- **Input material**:
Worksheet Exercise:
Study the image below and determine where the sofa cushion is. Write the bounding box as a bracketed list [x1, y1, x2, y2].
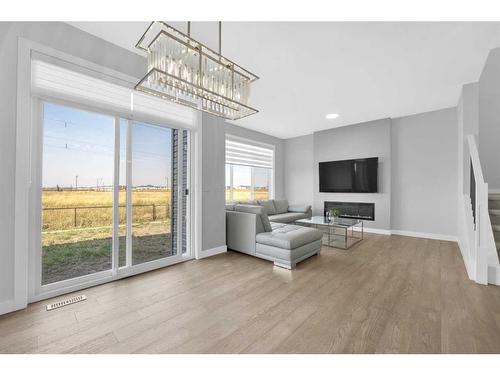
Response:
[257, 199, 276, 215]
[238, 201, 260, 206]
[255, 225, 323, 250]
[234, 204, 273, 232]
[288, 204, 311, 213]
[274, 199, 288, 214]
[269, 212, 309, 223]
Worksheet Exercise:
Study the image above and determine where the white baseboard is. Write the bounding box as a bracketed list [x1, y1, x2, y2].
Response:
[0, 300, 18, 315]
[488, 266, 500, 285]
[354, 227, 391, 236]
[198, 245, 227, 259]
[391, 230, 458, 242]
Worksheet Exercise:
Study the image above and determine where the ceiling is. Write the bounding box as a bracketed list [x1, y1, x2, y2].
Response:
[70, 22, 500, 138]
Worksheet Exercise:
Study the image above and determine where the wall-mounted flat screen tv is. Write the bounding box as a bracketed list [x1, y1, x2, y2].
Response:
[319, 158, 378, 193]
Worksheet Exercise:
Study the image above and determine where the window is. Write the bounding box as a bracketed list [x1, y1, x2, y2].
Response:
[226, 137, 274, 202]
[40, 102, 189, 286]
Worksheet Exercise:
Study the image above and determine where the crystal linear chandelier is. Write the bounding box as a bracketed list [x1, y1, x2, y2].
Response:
[135, 21, 259, 120]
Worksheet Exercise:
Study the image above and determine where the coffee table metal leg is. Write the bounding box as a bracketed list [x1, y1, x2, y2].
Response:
[344, 228, 349, 249]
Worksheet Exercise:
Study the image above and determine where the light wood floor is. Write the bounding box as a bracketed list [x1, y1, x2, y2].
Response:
[0, 235, 500, 353]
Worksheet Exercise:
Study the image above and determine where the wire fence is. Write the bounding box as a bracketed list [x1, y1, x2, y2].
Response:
[42, 203, 170, 231]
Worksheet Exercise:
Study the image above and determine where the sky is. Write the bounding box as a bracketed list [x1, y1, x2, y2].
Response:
[42, 103, 172, 187]
[42, 103, 269, 188]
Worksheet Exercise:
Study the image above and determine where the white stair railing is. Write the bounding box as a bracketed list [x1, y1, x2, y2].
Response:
[464, 134, 498, 284]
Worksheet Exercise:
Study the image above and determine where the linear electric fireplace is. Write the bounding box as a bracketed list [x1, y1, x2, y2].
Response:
[324, 202, 375, 221]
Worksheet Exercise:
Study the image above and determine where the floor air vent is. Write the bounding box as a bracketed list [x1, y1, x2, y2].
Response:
[47, 294, 87, 311]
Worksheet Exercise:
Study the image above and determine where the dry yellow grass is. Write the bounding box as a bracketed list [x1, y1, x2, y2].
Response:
[42, 189, 171, 231]
[226, 189, 269, 202]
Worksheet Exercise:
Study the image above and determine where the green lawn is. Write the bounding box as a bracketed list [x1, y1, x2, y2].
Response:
[42, 223, 176, 285]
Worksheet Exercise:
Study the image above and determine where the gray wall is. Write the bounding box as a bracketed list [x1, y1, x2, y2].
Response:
[0, 22, 278, 312]
[226, 123, 285, 199]
[285, 109, 458, 236]
[285, 134, 314, 204]
[202, 113, 226, 250]
[391, 108, 458, 236]
[479, 48, 500, 189]
[0, 22, 146, 303]
[313, 119, 391, 230]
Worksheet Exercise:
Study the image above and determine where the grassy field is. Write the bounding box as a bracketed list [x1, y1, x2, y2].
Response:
[226, 189, 269, 202]
[42, 189, 172, 284]
[42, 189, 171, 231]
[42, 189, 269, 284]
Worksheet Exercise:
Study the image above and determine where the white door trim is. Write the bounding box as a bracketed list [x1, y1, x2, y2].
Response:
[14, 38, 201, 314]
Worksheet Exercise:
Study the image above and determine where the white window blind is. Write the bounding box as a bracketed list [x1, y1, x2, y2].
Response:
[31, 59, 196, 129]
[226, 138, 274, 169]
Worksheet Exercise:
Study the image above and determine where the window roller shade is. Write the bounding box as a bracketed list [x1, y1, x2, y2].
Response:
[226, 139, 274, 169]
[31, 59, 196, 129]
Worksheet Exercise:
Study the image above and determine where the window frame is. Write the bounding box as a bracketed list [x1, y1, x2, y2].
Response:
[29, 96, 194, 302]
[224, 134, 276, 203]
[15, 38, 202, 311]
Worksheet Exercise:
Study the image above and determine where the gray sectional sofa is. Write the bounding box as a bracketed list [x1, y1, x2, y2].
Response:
[226, 202, 322, 269]
[226, 199, 312, 224]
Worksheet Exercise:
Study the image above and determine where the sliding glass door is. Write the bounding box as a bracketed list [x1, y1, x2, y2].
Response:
[37, 102, 190, 293]
[131, 122, 177, 264]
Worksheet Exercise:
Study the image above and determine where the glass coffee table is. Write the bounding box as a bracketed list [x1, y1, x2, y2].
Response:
[295, 216, 363, 249]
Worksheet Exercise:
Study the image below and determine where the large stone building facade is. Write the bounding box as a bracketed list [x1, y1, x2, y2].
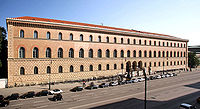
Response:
[7, 17, 188, 86]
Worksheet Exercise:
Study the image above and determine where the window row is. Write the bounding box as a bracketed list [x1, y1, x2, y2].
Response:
[19, 30, 186, 48]
[19, 47, 186, 58]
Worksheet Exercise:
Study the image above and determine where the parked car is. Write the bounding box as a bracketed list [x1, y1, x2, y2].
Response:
[137, 78, 145, 82]
[109, 82, 118, 86]
[179, 103, 196, 109]
[52, 93, 63, 101]
[20, 91, 35, 99]
[0, 95, 10, 107]
[35, 90, 49, 97]
[5, 93, 19, 100]
[49, 89, 63, 95]
[99, 83, 109, 88]
[85, 85, 98, 90]
[70, 86, 83, 92]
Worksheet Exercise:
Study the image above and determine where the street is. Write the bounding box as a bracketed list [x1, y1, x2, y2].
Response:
[1, 71, 200, 109]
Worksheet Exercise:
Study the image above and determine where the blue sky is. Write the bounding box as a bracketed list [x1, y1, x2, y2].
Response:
[0, 0, 200, 45]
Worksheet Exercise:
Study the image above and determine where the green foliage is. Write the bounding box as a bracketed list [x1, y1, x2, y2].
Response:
[188, 52, 200, 68]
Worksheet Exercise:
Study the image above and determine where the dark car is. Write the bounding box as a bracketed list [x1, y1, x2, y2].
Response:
[20, 91, 35, 99]
[0, 95, 10, 107]
[70, 86, 83, 92]
[52, 93, 63, 101]
[85, 85, 98, 90]
[5, 93, 19, 100]
[35, 90, 49, 97]
[99, 83, 109, 88]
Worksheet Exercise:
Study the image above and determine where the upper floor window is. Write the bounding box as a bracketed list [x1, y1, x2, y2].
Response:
[97, 49, 102, 58]
[19, 30, 24, 38]
[69, 48, 74, 58]
[88, 49, 93, 58]
[46, 48, 51, 58]
[80, 34, 83, 41]
[47, 32, 51, 39]
[58, 33, 62, 40]
[121, 38, 124, 44]
[69, 33, 73, 40]
[127, 39, 130, 44]
[33, 47, 39, 58]
[114, 37, 117, 43]
[33, 31, 38, 39]
[89, 35, 93, 42]
[106, 37, 109, 43]
[20, 67, 25, 75]
[79, 48, 84, 58]
[19, 47, 25, 58]
[58, 48, 63, 58]
[98, 36, 101, 42]
[106, 49, 110, 58]
[113, 50, 117, 58]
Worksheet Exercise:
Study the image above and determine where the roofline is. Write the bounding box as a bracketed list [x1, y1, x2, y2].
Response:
[6, 18, 189, 42]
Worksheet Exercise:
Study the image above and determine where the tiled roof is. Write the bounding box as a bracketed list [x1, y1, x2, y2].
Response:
[7, 16, 188, 40]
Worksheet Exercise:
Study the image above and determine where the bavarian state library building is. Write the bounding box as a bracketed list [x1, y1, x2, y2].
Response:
[6, 16, 188, 86]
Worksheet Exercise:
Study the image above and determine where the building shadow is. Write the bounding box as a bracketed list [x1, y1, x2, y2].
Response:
[91, 91, 200, 109]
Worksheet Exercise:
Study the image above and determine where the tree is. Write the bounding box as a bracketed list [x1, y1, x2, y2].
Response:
[0, 27, 8, 78]
[188, 52, 200, 68]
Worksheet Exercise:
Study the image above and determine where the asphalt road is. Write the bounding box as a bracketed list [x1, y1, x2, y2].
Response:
[2, 71, 200, 109]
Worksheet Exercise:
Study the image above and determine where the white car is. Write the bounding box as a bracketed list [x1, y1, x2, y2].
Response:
[137, 78, 145, 82]
[50, 89, 63, 94]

- **Your objective**:
Go through the entries above and copy out every line that contains the word "green", keeping each line whole.

- **Completed task**:
Study the image above and determine where the green lawn is. Write the bounding box as a bracketed list [x1, y1, x2, y2].
Study the image above and determine where the green foliage is. Write the bounding box as a bracketed list [x1, y1, x2, y2].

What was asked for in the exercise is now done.